• Brief: Report each line in the material below that contains the word "clicks". Copy every such line in full.

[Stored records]
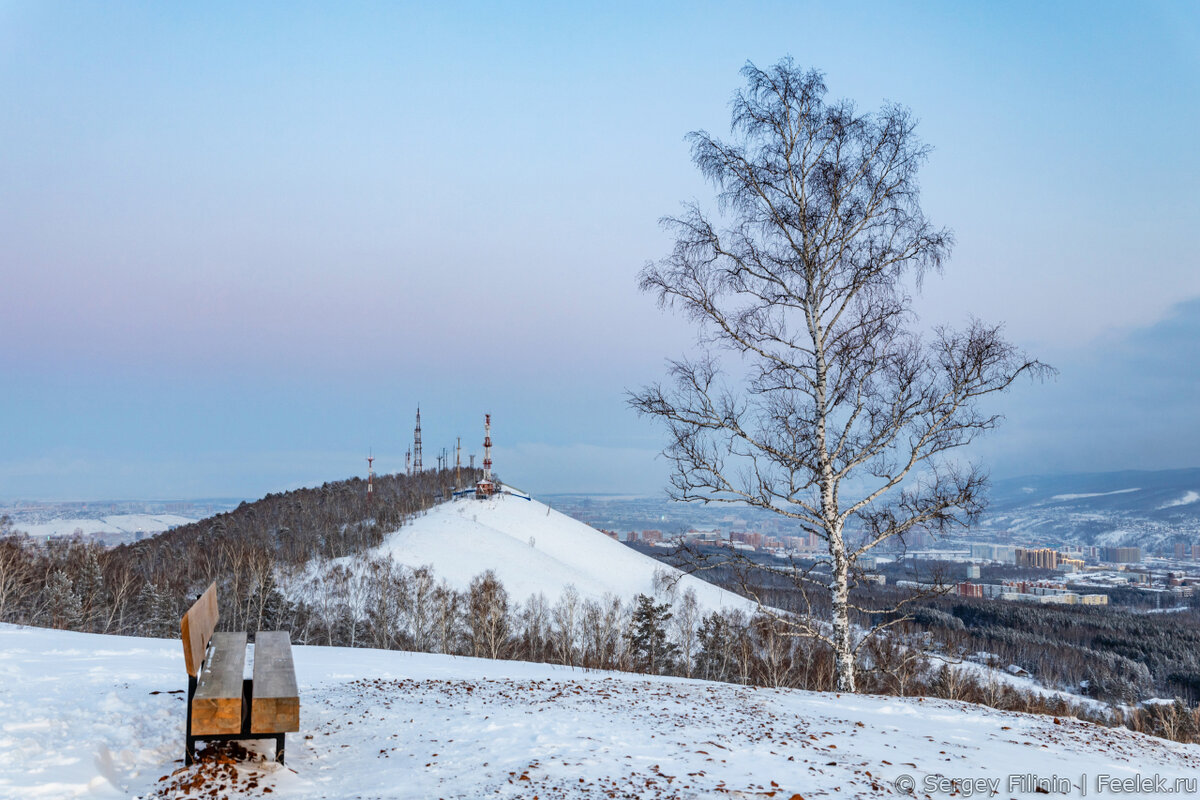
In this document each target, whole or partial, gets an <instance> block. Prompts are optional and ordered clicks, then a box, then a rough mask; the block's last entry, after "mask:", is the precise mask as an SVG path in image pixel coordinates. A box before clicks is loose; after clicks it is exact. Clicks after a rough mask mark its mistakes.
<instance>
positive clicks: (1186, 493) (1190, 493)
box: [1158, 492, 1200, 510]
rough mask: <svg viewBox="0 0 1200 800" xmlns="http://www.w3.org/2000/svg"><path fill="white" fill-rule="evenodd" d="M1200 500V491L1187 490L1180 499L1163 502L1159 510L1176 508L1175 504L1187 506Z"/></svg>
mask: <svg viewBox="0 0 1200 800" xmlns="http://www.w3.org/2000/svg"><path fill="white" fill-rule="evenodd" d="M1196 500H1200V492H1186V493H1184V494H1183V497H1182V498H1180V499H1178V500H1171V501H1170V503H1166V504H1163V505H1160V506H1158V507H1159V510H1163V509H1174V507H1175V506H1186V505H1190V504H1193V503H1195V501H1196Z"/></svg>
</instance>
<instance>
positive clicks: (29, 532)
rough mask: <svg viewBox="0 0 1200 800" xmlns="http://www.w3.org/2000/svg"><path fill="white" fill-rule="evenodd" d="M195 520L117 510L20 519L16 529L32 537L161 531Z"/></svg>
mask: <svg viewBox="0 0 1200 800" xmlns="http://www.w3.org/2000/svg"><path fill="white" fill-rule="evenodd" d="M192 522H196V519H194V518H192V517H184V516H180V515H178V513H155V515H151V513H118V515H108V516H102V517H56V518H54V519H47V521H44V522H20V523H18V524H17V525H16V528H17V529H18V530H20V531H23V533H26V534H29V535H30V536H71V535H73V534H82V535H84V536H91V535H95V534H125V535H128V536H136V535H137V534H144V535H154V534H161V533H162V531H164V530H170V529H172V528H179V527H180V525H186V524H188V523H192Z"/></svg>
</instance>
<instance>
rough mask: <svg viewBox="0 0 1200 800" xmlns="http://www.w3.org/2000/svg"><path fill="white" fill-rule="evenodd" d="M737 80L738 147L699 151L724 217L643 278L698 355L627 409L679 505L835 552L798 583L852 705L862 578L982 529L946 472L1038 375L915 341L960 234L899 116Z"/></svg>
mask: <svg viewBox="0 0 1200 800" xmlns="http://www.w3.org/2000/svg"><path fill="white" fill-rule="evenodd" d="M743 76H744V77H745V78H746V86H745V89H743V90H742V91H739V92H738V94H737V95H736V96H734V100H733V103H732V108H733V110H732V126H731V140H728V142H724V140H720V139H718V138H714V137H712V136H709V134H708V133H706V132H703V131H700V132H695V133H692V134H690V142H691V149H692V160H694V162H695V163H696V166H697V167H698V168H700V170H701V172H702V173H703V175H704V176H706V178H708V179H709V180H710V181H712V182H713V185H714V186H715V188H716V191H718V205H716V211H715V212H713V213H710V212H708V211H704V210H702V209H701V207H700V205H697V204H691V205H688V206H685V210H684V212H683V213H682V215H680V216H679V217H676V218H668V219H665V224H666V227H667V228H668V229H671V230H672V231H673V233H674V235H676V243H674V248H673V252H672V253H671V255H668V257H667V258H665V259H662V260H660V261H658V263H653V264H649V265H647V266H646V267H644V270H643V271H642V273H641V287H642V289H643V290H646V291H649V293H653V294H654V295H656V297H658V300H659V302H660V305H662V306H664V307H670V308H673V309H677V311H680V312H682V313H683V314H685V315H686V317H688V318H690V319H691V320H694V321H695V323H696V324H697V326H698V327H700V331H701V343H702V344H703V345H704V353H703V354H702V355H700V356H697V357H695V359H684V360H679V361H673V362H671V367H670V380H668V381H667V383H666V385H661V384H660V385H653V386H649V387H646V389H644V390H642V391H640V392H637V393H634V395H632V396H631V397H630V403H631V404H632V405H634V407H635V408H636V409H637V410H638V411H641V413H642V414H646V415H648V416H652V417H656V419H658V420H660V421H661V422H662V423H665V426H666V428H667V431H668V434H670V445H668V446H667V449H666V451H665V455H666V456H667V458H668V459H670V461H671V462H672V464H673V475H672V486H671V489H670V494H671V495H672V497H673V498H674V499H677V500H685V501H688V500H698V501H706V503H712V501H721V503H740V504H746V505H750V506H755V507H760V509H767V510H770V511H773V512H775V513H779V515H782V516H785V517H788V518H791V519H793V521H794V522H796V527H797V534H798V535H799V534H802V533H812V534H815V535H816V536H818V537H820V539H821V540H822V541H823V543H824V545H826V551H827V554H826V557H824V558H823V559H822V564H821V569H820V570H818V571H817V572H815V573H811V575H808V576H800V577H799V581H800V582H802V583H804V584H805V585H809V584H811V582H812V579H814V578H815V576H820V581H821V582H822V587H821V588H822V589H824V590H827V591H828V594H829V606H828V607H829V608H830V609H832V610H830V619H829V620H828V622H827V624H809V625H808V626H806V627H804V628H803V633H804V634H806V636H812V637H815V638H822V639H823V640H826V642H828V643H829V645H830V646H832V648H833V649H834V652H835V657H836V670H838V688H839V690H840V691H854V688H856V656H857V654H858V651H859V649H860V648H862V646H863V644H864V642H865V640H866V638H869V637H870V634H872V633H874V632H875V631H876V630H878V627H875V628H868V631H866V634H865V636H860V634H859V633H857V632H856V622H854V620H856V619H864V620H871V619H872V615H870V614H868V612H871V610H875V609H860V608H857V607H856V606H854V601H853V599H852V597H851V589H852V585H853V573H854V570H856V564H857V561H858V559H859V558H860V557H863V555H864V554H865V553H868V552H869V551H871V549H872V548H875V547H877V546H878V545H881V543H883V542H886V541H888V540H890V539H892V537H896V536H901V537H902V536H904V535H906V534H908V533H911V531H917V530H930V529H941V528H943V527H946V525H948V524H953V523H959V522H966V521H968V519H970V518H971V517H972V516H973V515H977V513H978V511H979V510H980V509H982V503H983V497H982V494H983V489H984V487H985V475H984V473H983V471H982V470H980V469H979V468H978V467H973V465H964V464H962V463H961V461H960V459H959V458H956V457H955V456H956V451H958V449H960V447H962V446H964V445H967V444H968V443H970V441H971V440H972V439H973V438H974V437H976V435H978V434H979V433H983V432H985V431H989V429H991V428H992V427H995V426H996V423H997V422H998V421H1000V417H998V416H997V415H990V414H986V413H984V411H982V410H980V409H979V407H978V401H979V399H980V398H983V397H984V396H986V395H990V393H992V392H998V391H1002V390H1004V389H1007V387H1008V386H1009V385H1010V384H1012V383H1013V381H1014V380H1015V379H1016V378H1018V377H1019V375H1020V374H1022V373H1042V372H1044V371H1045V369H1046V367H1045V366H1044V365H1042V363H1039V362H1037V361H1033V360H1031V359H1028V357H1026V356H1025V355H1024V354H1021V353H1019V351H1018V350H1016V349H1015V348H1014V347H1013V345H1012V344H1009V343H1008V342H1006V341H1004V339H1003V338H1002V336H1001V330H1000V326H995V325H985V324H983V323H979V321H972V323H971V324H970V325H968V326H967V327H966V329H965V330H962V331H954V330H948V329H936V330H934V331H932V332H931V333H929V335H926V336H925V337H923V336H922V335H920V333H919V332H918V331H917V330H916V319H914V314H913V311H912V299H911V293H912V291H914V290H916V289H917V288H919V285H920V279H922V277H923V275H924V273H925V272H928V271H929V270H940V269H941V266H942V264H943V261H944V260H946V258H947V255H948V253H949V249H950V246H952V235H950V233H949V231H948V230H944V229H941V228H936V227H934V225H932V224H931V223H930V222H929V221H928V219H926V218H925V216H924V213H923V212H922V209H920V204H919V194H918V185H917V172H918V168H919V167H920V164H922V163H923V162H924V161H925V158H926V156H928V152H929V150H928V148H926V146H925V145H923V144H922V143H920V142H919V140H918V139H917V136H916V120H914V119H913V118H912V115H911V113H910V112H908V110H907V109H905V108H902V107H899V106H884V107H883V108H882V109H881V110H880V112H877V113H874V114H870V113H868V114H862V113H859V112H858V110H857V109H856V108H854V106H853V103H851V102H848V101H836V102H827V101H826V85H824V80H823V77H822V74H821V73H818V72H815V71H803V70H799V68H797V67H796V66H794V65H793V64H792V61H791V60H790V59H785V60H782V61H780V62H779V64H776V65H774V66H773V67H770V68H769V70H760V68H757V67H755V66H754V65H746V67H745V68H744V70H743ZM724 365H731V366H733V367H736V369H730V371H728V373H730V374H731V375H736V377H733V378H732V379H731V378H730V377H728V375H727V374H726V371H722V366H724ZM875 619H878V615H875ZM887 624H888V622H886V621H883V622H876V625H877V626H886V625H887Z"/></svg>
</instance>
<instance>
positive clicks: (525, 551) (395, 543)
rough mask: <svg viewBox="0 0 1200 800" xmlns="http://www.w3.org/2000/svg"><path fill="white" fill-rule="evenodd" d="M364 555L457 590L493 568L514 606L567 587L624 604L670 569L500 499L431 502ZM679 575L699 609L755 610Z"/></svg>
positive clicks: (718, 590) (642, 590) (529, 503)
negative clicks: (423, 508) (428, 577)
mask: <svg viewBox="0 0 1200 800" xmlns="http://www.w3.org/2000/svg"><path fill="white" fill-rule="evenodd" d="M371 554H372V555H391V557H392V558H394V559H395V560H396V563H398V564H404V565H407V566H410V567H419V566H421V565H431V566H432V567H433V572H434V575H436V576H437V577H438V578H445V579H446V581H448V582H449V583H450V584H451V585H452V587H455V588H456V589H460V590H461V589H467V587H468V585H469V584H470V579H472V578H473V577H475V576H476V575H479V573H480V572H484V571H485V570H494V571H496V575H497V576H498V577H499V578H500V582H502V583H503V584H504V587H505V589H506V590H508V593H509V596H510V597H511V599H512V600H514V601H523V600H526V599H527V597H529V596H530V595H535V594H538V593H542V594H545V595H546V599H547V600H548V601H551V602H554V601H556V600H557V599H558V597H559V595H562V593H563V590H564V589H565V588H566V587H568V585H574V587H575V589H576V590H577V591H578V593H580V595H581V596H583V597H596V599H599V597H601V596H604V595H605V594H606V593H608V594H612V595H616V596H618V597H620V599H622V600H625V601H629V600H631V599H632V597H634V595H636V594H638V593H641V594H647V595H653V594H654V583H655V582H654V576H655V572H668V571H670V570H668V567H666V566H665V565H662V564H660V563H659V561H655V560H654V559H652V558H648V557H646V555H642V554H641V553H637V552H636V551H634V549H631V548H629V547H625V546H624V545H622V543H620V542H618V541H616V540H613V539H610V537H608V536H606V535H605V534H601V533H600V531H598V530H595V529H594V528H590V527H588V525H586V524H583V523H582V522H578V521H576V519H572V518H570V517H568V516H566V515H563V513H559V512H558V511H554V510H553V509H551V507H550V506H547V505H545V504H542V503H539V501H538V500H535V499H530V500H527V499H524V498H521V497H514V495H503V494H502V495H497V497H493V498H491V499H487V500H475V499H474V498H470V499H458V500H451V501H448V503H443V504H440V505H437V506H434V507H433V509H431V510H430V511H428V512H426V513H425V515H422V516H420V517H416V518H415V519H413V521H410V522H409V523H408V524H406V525H404V527H402V528H401V529H400V530H397V531H395V533H392V534H389V535H388V536H386V539H385V540H384V543H383V545H382V546H380V547H378V548H376V549H374V551H372V553H371ZM674 575H678V573H674ZM679 577H680V581H679V583H678V591H680V593H682V591H685V590H688V589H691V590H692V591H695V593H696V599H697V600H698V601H700V603H701V606H704V607H708V608H721V607H734V608H744V609H746V610H751V609H752V608H754V604H752V603H750V602H749V601H746V600H745V599H742V597H738V596H737V595H733V594H731V593H728V591H725V590H722V589H718V588H716V587H714V585H712V584H709V583H706V582H704V581H701V579H698V578H695V577H691V576H679Z"/></svg>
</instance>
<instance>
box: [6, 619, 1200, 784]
mask: <svg viewBox="0 0 1200 800" xmlns="http://www.w3.org/2000/svg"><path fill="white" fill-rule="evenodd" d="M294 656H295V664H296V675H298V679H299V682H300V694H301V712H300V724H301V732H300V733H298V734H288V764H287V766H283V768H281V766H280V765H277V764H275V763H266V762H253V760H241V762H238V763H236V764H227V765H220V766H218V768H215V766H214V765H211V764H204V763H202V764H199V765H197V766H193V768H187V769H185V768H184V766H182V762H181V758H182V738H184V733H182V728H184V700H182V698H181V693H180V690H182V688H184V686H185V684H184V678H182V676H184V666H182V649H181V646H180V643H179V640H176V639H170V640H160V639H138V638H122V637H110V636H98V634H91V633H71V632H62V631H48V630H41V628H18V627H14V626H10V625H0V796H2V798H22V799H40V798H74V796H88V798H130V796H139V798H146V799H149V798H176V796H190V798H196V796H228V798H263V796H270V798H287V799H289V800H292V799H295V800H307V799H318V798H338V799H341V798H354V796H362V798H397V799H402V798H413V799H420V800H425V799H427V798H448V799H449V798H482V796H488V798H524V799H528V798H533V796H535V795H536V796H539V798H541V799H542V800H548V799H552V798H613V796H620V798H644V799H647V800H649V799H652V798H653V799H659V798H680V799H682V798H709V796H726V798H728V796H732V798H781V799H791V798H793V796H794V795H800V796H803V798H809V799H812V798H821V796H840V798H841V796H845V798H875V796H905V795H906V794H907V793H906V792H905V787H907V786H910V784H914V786H916V788H917V795H918V796H925V795H926V793H925V790H924V789H925V788H926V787H938V786H943V787H948V786H949V784H948V783H943V781H948V780H949V778H971V780H982V781H998V787H1000V796H1003V798H1010V796H1012V798H1033V796H1044V795H1042V794H1037V793H1036V789H1034V788H1033V784H1032V783H1030V784H1028V788H1027V789H1025V788H1021V787H1022V784H1018V786H1015V787H1014V784H1013V783H1012V781H1013V780H1014V778H1012V777H1009V776H1016V777H1015V780H1016V781H1028V780H1030V778H1033V777H1037V778H1043V780H1048V781H1049V780H1051V778H1055V780H1063V781H1068V782H1069V783H1070V784H1072V788H1070V790H1069V792H1068V794H1069V796H1080V795H1081V792H1080V790H1079V786H1078V784H1079V783H1080V782H1081V781H1084V782H1086V784H1087V796H1130V795H1129V794H1128V793H1126V794H1120V793H1116V792H1105V790H1103V789H1099V787H1100V781H1105V780H1106V781H1110V786H1111V781H1117V780H1136V776H1142V778H1146V780H1150V778H1151V777H1152V776H1158V778H1160V780H1162V781H1163V782H1164V784H1165V786H1168V787H1176V786H1184V787H1186V784H1176V783H1175V781H1176V780H1177V778H1195V776H1196V775H1198V774H1200V746H1195V745H1180V744H1175V742H1169V741H1164V740H1158V739H1152V738H1148V736H1144V735H1141V734H1134V733H1130V732H1128V730H1123V729H1116V730H1110V729H1105V728H1099V727H1096V726H1092V724H1088V723H1082V722H1076V721H1074V720H1069V718H1068V720H1054V718H1050V717H1038V716H1028V715H1021V714H1013V712H1007V711H996V710H991V709H984V708H978V706H972V705H966V704H961V703H950V702H944V700H919V699H913V698H888V697H862V696H838V694H821V693H814V692H800V691H776V690H754V688H746V687H739V686H732V685H726V684H709V682H704V681H696V680H683V679H666V678H647V676H641V675H629V674H619V673H596V672H583V670H574V669H570V668H564V667H553V666H547V664H532V663H523V662H512V661H500V662H493V661H484V660H478V658H454V657H448V656H436V655H424V654H408V652H396V651H382V650H348V649H340V648H312V646H296V648H294ZM170 692H175V693H170ZM268 750H269V747H268ZM910 782H911V783H910ZM1058 786H1062V784H1058ZM1142 786H1144V787H1145V786H1146V784H1142ZM184 787H197V788H194V789H193V790H192V792H191V793H190V794H187V793H185V792H184ZM1098 789H1099V790H1098ZM268 790H269V792H268ZM964 794H965V793H964V792H961V790H960V792H959V794H958V795H956V796H962V795H964ZM1182 795H1183V796H1187V794H1186V793H1182ZM929 796H934V798H938V796H950V792H949V789H948V788H947V789H944V790H942V789H936V788H935V790H934V792H931V793H930V795H929ZM976 796H989V795H988V792H979V793H978V794H977V795H976ZM1136 796H1163V795H1162V793H1160V792H1154V790H1152V789H1151V790H1146V789H1145V788H1144V790H1142V792H1141V793H1138V794H1136ZM1176 796H1178V795H1176Z"/></svg>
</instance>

• Result for this exercise:
In this document each target, whole or partial, gets an <instance> block. Prompts are optional and ordered clicks, then a box, then a rough mask; the block's last entry, after "mask:", is the precise mask as an SVG path in image pixel coordinates. A box before clicks is loose; after clicks it is exact. Clicks after a rough mask mark its mistakes.
positive clicks: (1186, 493) (1190, 493)
positive clicks: (29, 532)
positive clicks: (525, 551) (395, 543)
positive clicks: (718, 590) (642, 590) (529, 503)
negative clicks: (423, 508) (428, 577)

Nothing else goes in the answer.